■ WHAT TO PRODUCE ■
Please transcribe the following records in full, exactly as given.

□ □ □ □ □ □ □

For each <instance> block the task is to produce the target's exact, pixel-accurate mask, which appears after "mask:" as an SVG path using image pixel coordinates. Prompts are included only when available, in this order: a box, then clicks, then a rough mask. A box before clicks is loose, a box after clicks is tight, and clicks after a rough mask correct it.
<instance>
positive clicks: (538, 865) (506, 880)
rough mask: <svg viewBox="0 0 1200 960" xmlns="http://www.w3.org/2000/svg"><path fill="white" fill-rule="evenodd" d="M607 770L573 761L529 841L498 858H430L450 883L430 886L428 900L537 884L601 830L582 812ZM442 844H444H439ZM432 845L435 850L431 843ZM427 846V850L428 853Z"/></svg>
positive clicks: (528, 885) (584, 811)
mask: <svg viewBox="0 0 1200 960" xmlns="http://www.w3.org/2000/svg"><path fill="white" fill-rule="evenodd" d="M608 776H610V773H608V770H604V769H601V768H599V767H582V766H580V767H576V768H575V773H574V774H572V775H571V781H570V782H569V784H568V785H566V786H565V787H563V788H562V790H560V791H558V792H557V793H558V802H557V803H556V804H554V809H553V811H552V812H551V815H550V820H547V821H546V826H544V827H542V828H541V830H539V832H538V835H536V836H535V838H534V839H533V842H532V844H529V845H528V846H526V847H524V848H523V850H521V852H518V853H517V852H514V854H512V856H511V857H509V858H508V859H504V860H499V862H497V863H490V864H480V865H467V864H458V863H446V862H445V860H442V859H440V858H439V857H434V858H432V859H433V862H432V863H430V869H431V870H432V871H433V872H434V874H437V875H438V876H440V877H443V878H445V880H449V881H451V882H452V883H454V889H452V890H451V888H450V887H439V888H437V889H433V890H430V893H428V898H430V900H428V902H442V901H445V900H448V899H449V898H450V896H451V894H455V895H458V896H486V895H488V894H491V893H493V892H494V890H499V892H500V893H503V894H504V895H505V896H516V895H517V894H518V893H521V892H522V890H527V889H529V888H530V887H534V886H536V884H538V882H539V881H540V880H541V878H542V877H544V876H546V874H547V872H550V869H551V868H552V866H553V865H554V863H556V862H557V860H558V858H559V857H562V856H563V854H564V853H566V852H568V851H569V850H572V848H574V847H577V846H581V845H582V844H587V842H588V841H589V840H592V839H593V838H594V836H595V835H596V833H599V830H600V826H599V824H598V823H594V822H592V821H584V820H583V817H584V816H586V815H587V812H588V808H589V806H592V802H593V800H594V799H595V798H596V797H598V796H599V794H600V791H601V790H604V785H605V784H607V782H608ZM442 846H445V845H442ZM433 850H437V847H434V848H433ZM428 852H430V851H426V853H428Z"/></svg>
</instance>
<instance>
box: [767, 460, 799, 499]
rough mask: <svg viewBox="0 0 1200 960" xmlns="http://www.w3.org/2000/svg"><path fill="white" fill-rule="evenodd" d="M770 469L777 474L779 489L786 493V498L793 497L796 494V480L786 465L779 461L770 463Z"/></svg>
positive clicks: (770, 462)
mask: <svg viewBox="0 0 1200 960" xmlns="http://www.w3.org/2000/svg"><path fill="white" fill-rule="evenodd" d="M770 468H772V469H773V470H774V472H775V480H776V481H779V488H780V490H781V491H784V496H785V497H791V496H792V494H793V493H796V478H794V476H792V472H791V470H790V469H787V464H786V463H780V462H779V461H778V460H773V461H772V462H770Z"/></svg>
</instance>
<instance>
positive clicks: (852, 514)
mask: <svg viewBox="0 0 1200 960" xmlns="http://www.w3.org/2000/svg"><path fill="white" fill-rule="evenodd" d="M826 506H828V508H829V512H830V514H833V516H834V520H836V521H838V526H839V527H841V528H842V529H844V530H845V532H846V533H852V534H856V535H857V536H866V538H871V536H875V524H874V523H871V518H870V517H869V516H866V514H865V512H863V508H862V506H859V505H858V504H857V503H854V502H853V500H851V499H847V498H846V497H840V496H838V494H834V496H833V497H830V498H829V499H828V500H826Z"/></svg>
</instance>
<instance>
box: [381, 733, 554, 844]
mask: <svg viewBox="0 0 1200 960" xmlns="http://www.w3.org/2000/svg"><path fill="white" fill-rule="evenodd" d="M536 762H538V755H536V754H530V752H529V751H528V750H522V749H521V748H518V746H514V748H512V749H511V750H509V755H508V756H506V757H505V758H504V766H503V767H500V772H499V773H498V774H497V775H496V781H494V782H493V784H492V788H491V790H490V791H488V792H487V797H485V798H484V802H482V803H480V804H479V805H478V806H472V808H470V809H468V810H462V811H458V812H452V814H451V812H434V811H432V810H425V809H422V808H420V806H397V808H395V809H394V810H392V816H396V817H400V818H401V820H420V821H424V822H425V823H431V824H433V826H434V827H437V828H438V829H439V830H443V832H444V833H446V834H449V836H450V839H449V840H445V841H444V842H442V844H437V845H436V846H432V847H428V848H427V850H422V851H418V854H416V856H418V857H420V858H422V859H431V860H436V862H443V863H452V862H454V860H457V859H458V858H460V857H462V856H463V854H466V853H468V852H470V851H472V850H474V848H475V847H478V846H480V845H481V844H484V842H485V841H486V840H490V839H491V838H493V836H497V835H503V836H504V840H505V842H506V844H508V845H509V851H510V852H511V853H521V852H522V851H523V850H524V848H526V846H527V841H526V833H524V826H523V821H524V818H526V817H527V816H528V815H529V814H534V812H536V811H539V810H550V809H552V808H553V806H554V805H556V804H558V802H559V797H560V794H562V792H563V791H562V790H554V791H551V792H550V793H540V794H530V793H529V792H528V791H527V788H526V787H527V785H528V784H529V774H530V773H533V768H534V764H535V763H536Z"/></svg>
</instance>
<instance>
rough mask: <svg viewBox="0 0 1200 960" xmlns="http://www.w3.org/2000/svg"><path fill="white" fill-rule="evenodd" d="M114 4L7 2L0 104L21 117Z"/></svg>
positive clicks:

□ □ □ □ □ □ □

■ OUTPUT ■
For each <instance> block the task is to produce the target's exact, pixel-accurate mask, which appears after "mask:" as an SVG path using image pixel coordinates. Prompts are included only when available, in this order: a box, then clicks, then a rough mask. A box before clicks is loose, a box after clicks is tight, and clicks after a rough mask correct it.
<instance>
positive clicks: (538, 865) (506, 880)
rough mask: <svg viewBox="0 0 1200 960" xmlns="http://www.w3.org/2000/svg"><path fill="white" fill-rule="evenodd" d="M607 770L573 761L529 841L498 858H430L450 883L430 886L428 900L537 884L601 830L582 812ZM442 844H444H439ZM432 845L435 850L431 843ZM427 846V850L428 853Z"/></svg>
positive clicks: (528, 885) (584, 811)
mask: <svg viewBox="0 0 1200 960" xmlns="http://www.w3.org/2000/svg"><path fill="white" fill-rule="evenodd" d="M608 776H610V773H608V770H604V769H601V768H599V767H582V766H580V767H576V768H575V773H574V774H572V775H571V781H570V782H569V784H568V785H566V786H565V787H563V788H562V790H560V791H558V792H557V793H558V802H557V803H556V804H554V809H553V811H552V812H551V815H550V820H547V821H546V826H544V827H542V828H541V830H539V832H538V835H536V836H535V838H534V839H533V842H532V844H529V845H528V846H526V847H524V848H523V850H521V852H518V853H517V852H514V854H512V856H511V857H509V858H508V859H504V860H499V862H497V863H490V864H480V865H467V864H458V863H446V862H445V860H442V859H440V858H439V857H434V858H432V859H433V862H432V863H430V869H431V870H432V871H433V872H434V874H437V875H438V876H440V877H443V878H445V880H449V881H451V882H452V883H454V889H452V890H451V888H450V887H439V888H437V889H433V890H430V893H428V898H430V900H428V902H442V901H445V900H448V899H449V898H450V896H451V894H455V895H458V896H486V895H488V894H491V893H493V892H494V890H499V892H500V893H503V894H504V895H505V896H516V895H517V894H518V893H521V892H522V890H527V889H529V888H530V887H534V886H536V884H538V882H539V881H540V880H541V878H542V877H544V876H546V874H547V872H550V869H551V868H552V866H553V865H554V863H556V862H557V860H558V858H559V857H562V856H563V854H564V853H566V852H568V851H569V850H572V848H574V847H577V846H581V845H582V844H587V842H588V841H589V840H592V839H593V838H594V836H595V835H596V833H599V830H600V826H599V824H598V823H594V822H592V821H584V820H583V817H584V816H586V815H587V812H588V808H589V806H592V802H593V800H594V799H595V798H596V797H598V796H599V794H600V791H601V790H604V785H605V784H607V782H608ZM442 846H445V845H442ZM433 850H437V847H434V848H433ZM428 852H430V851H426V853H428Z"/></svg>
</instance>
<instance>
box: [767, 460, 799, 499]
rough mask: <svg viewBox="0 0 1200 960" xmlns="http://www.w3.org/2000/svg"><path fill="white" fill-rule="evenodd" d="M770 469L777 474L779 489L786 493V498L793 497L796 494V480L786 465L779 461L770 463Z"/></svg>
positive clicks: (770, 462)
mask: <svg viewBox="0 0 1200 960" xmlns="http://www.w3.org/2000/svg"><path fill="white" fill-rule="evenodd" d="M770 468H772V469H773V470H774V472H775V480H776V481H779V488H780V490H781V491H784V496H785V497H791V496H792V494H793V493H796V478H794V476H792V472H791V470H790V469H787V464H786V463H780V462H779V461H778V460H773V461H772V462H770Z"/></svg>
</instance>
<instance>
positive clicks: (852, 514)
mask: <svg viewBox="0 0 1200 960" xmlns="http://www.w3.org/2000/svg"><path fill="white" fill-rule="evenodd" d="M826 506H828V508H829V512H830V514H833V516H834V520H836V521H838V526H839V527H841V528H842V529H844V530H845V532H846V533H852V534H856V535H857V536H866V538H871V536H875V524H874V523H871V518H870V517H869V516H866V514H865V512H863V508H862V506H859V505H858V504H857V503H854V502H853V500H851V499H847V498H846V497H840V496H838V494H834V496H833V497H830V498H829V499H828V500H826Z"/></svg>
</instance>
<instance>
box: [381, 733, 554, 844]
mask: <svg viewBox="0 0 1200 960" xmlns="http://www.w3.org/2000/svg"><path fill="white" fill-rule="evenodd" d="M536 762H538V755H536V754H530V752H529V751H528V750H522V749H521V748H518V746H514V748H512V749H511V750H509V755H508V756H506V757H505V758H504V766H503V767H500V772H499V773H498V774H497V775H496V781H494V782H493V784H492V788H491V790H490V791H488V792H487V797H485V798H484V802H482V803H480V804H479V805H478V806H472V808H470V809H468V810H462V811H458V812H452V814H451V812H434V811H432V810H425V809H422V808H420V806H397V808H395V809H394V810H392V816H396V817H400V818H401V820H420V821H424V822H425V823H431V824H433V826H434V827H437V828H438V829H439V830H443V832H444V833H446V834H449V836H450V839H449V840H445V841H444V842H442V844H437V845H436V846H432V847H428V848H427V850H422V851H418V854H416V856H418V857H420V858H422V859H431V860H436V862H443V863H452V862H454V860H457V859H458V858H460V857H462V856H463V854H466V853H468V852H470V851H472V850H474V848H475V847H478V846H480V845H481V844H484V842H485V841H486V840H490V839H491V838H493V836H497V835H503V836H504V840H505V842H506V844H508V845H509V851H510V852H511V853H521V852H522V851H523V850H524V848H526V846H527V841H526V833H524V826H523V821H524V818H526V817H527V816H528V815H529V814H534V812H536V811H539V810H550V809H552V808H553V806H554V805H556V804H558V802H559V797H560V794H562V792H563V791H562V790H554V791H551V792H550V793H540V794H530V793H529V792H528V791H527V788H526V787H527V785H528V784H529V774H530V773H533V768H534V764H535V763H536Z"/></svg>
</instance>
<instance>
rough mask: <svg viewBox="0 0 1200 960" xmlns="http://www.w3.org/2000/svg"><path fill="white" fill-rule="evenodd" d="M114 4L7 2L0 104L21 117Z"/></svg>
positive clicks:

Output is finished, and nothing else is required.